*** Records for this exercise Section Begins ***

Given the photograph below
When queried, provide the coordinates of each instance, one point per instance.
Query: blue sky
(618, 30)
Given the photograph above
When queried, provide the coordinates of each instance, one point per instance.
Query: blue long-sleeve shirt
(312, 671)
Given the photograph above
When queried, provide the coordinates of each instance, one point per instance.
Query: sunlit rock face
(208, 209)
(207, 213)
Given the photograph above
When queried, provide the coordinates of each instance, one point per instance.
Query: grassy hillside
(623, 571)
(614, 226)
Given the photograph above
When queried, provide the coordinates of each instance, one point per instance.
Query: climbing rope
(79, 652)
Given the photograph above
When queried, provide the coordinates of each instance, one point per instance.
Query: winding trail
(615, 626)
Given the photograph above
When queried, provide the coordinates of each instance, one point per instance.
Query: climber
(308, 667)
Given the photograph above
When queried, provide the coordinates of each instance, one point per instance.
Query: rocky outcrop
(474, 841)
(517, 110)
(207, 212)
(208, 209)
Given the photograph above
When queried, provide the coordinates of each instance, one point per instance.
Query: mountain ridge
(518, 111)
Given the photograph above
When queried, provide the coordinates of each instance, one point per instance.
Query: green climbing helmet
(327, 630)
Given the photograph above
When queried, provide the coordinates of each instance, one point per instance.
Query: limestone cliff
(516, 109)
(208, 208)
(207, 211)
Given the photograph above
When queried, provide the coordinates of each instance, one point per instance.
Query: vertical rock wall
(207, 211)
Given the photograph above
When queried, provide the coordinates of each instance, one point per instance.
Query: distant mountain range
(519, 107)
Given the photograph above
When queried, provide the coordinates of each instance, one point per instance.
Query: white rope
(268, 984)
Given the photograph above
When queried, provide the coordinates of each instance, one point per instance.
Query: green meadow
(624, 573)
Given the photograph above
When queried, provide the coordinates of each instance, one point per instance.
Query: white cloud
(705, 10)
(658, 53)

*** Records for this exercise Section Ends ***

# [Problem statement]
What you return must match the records exactly, down to the last line.

# [Output of the exercise]
Given the photograph below
When queried, provide the coordinates of each instance, one point per instance.
Query: blue sky
(618, 30)
Given the photograph above
When queried, provide the coordinates of each instance, one point per instance.
Query: blue long-sleeve shirt
(312, 671)
Given the photograph above
When queried, provide the coordinates of each instance, one point per instance.
Query: sunlit rock face
(208, 209)
(207, 213)
Given the photograph above
When queried, provide the coordinates of each instance, one point per instance.
Query: grassy hillside
(623, 571)
(614, 226)
Given the photograph above
When queried, provide the coordinates of each instance, one point per instance.
Query: climbing rope
(79, 652)
Given the photograph above
When queried, provide the coordinates of each instance, one point per instance.
Query: winding trail
(615, 626)
Given the photograph above
When queried, provide the coordinates of each instance, one point per instance.
Query: climber
(308, 667)
Given the photograph above
When queried, provide the coordinates of each instance, one point per instance.
Query: rocky outcrop
(474, 841)
(517, 110)
(207, 212)
(208, 209)
Given the photograph above
When queried, provide the coordinates of each instance, one point per instance.
Query: mountain ridge
(518, 111)
Given the photograph above
When queried, provide the coordinates of each instance, one point per instance.
Query: green climbing helmet
(327, 630)
Given the photograph above
When queried, provide the coordinates of each instance, one point per instance.
Query: limestone cliff
(516, 109)
(208, 208)
(207, 211)
Given the photograph above
When queried, provide the coordinates of each instance, one point per instance.
Query: vertical rock wall
(207, 211)
Given the photograph above
When queried, provide the coordinates of each instance, one point per instance.
Query: distant mountain range
(519, 107)
Given the photograph above
When queried, provide the coordinates of each instance, one point per instance.
Query: white rope
(268, 984)
Given the photograph above
When queried, provide the coordinates of each instance, one point per instance.
Query: green meadow
(624, 573)
Given the photograph above
When queried, provide the coordinates of each instance, one point per instance.
Query: white cloud
(705, 10)
(658, 53)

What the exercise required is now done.